▸ **Direction**
Reproduce word for word the passage of the sermon below that opens with the words containing "The purpose of" and closes with "be utter foolishness.".

▸ **Extract to read**

Distracted Driving

The purpose of this church shall be to

1 Corinthians 1:18-25

Preached FCCW 3-8-2015
There are different forms of knowledge,
and different kinds of wisdom,
and all have their proper place.
But they are not all interchangeable.
The right knowledge effectively applied
to the appropriate context
would be considered wisdom;
while applying the same wisdom in a different situation
would be utter foolishness.
Case in point: during the French Revolution
three prisoners were condemned to die.
A priest, a lawyer, and an engineer.
The priest was led first to the guillotine.
The executioner pulled the rope to release the blade
…and nothing happened.
Applying his theological expertise,
the priest leapt to his feet
and declared that they had all just witnessed
an act of Divine Providence.
Since it was clearly God’s will that he not die,
they must release him.
The lawyer was then led to the guillotine.
The executioner pulled the rope to release the blade.
Again, the blade did not budge.
The lawyer summoned his knowledge of the law
to make the case that since it was not legal
for a man to face execution twice for the same crime,
they were obligated to set him free, as well.
Finally, the engineer was brought to the guillotine.
Before he knelt down before it,
he looked up at the mechanism for releasing the blade,
and exclaimed,
“Oh, hey, I see what the problem is!”

▸ **Dataset excerpts**
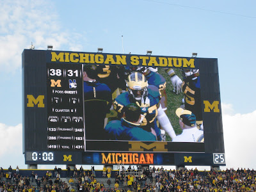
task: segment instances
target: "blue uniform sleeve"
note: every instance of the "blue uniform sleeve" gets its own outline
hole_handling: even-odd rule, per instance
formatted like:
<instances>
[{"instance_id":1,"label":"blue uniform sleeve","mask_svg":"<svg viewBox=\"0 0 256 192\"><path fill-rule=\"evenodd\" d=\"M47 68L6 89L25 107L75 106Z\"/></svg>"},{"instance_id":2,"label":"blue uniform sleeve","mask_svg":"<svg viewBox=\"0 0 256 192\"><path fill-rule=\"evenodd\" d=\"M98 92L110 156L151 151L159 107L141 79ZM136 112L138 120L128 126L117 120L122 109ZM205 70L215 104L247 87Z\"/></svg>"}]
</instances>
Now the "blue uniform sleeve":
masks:
<instances>
[{"instance_id":1,"label":"blue uniform sleeve","mask_svg":"<svg viewBox=\"0 0 256 192\"><path fill-rule=\"evenodd\" d=\"M107 138L110 140L118 140L120 135L123 132L121 121L113 120L109 122L105 127Z\"/></svg>"},{"instance_id":2,"label":"blue uniform sleeve","mask_svg":"<svg viewBox=\"0 0 256 192\"><path fill-rule=\"evenodd\" d=\"M143 130L142 128L132 128L129 132L131 141L156 141L156 136L152 133Z\"/></svg>"}]
</instances>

▸ **In response**
The purpose of this church shall be to

1 Corinthians 1:18-25

Preached FCCW 3-8-2015
There are different forms of knowledge,
and different kinds of wisdom,
and all have their proper place.
But they are not all interchangeable.
The right knowledge effectively applied
to the appropriate context
would be considered wisdom;
while applying the same wisdom in a different situation
would be utter foolishness.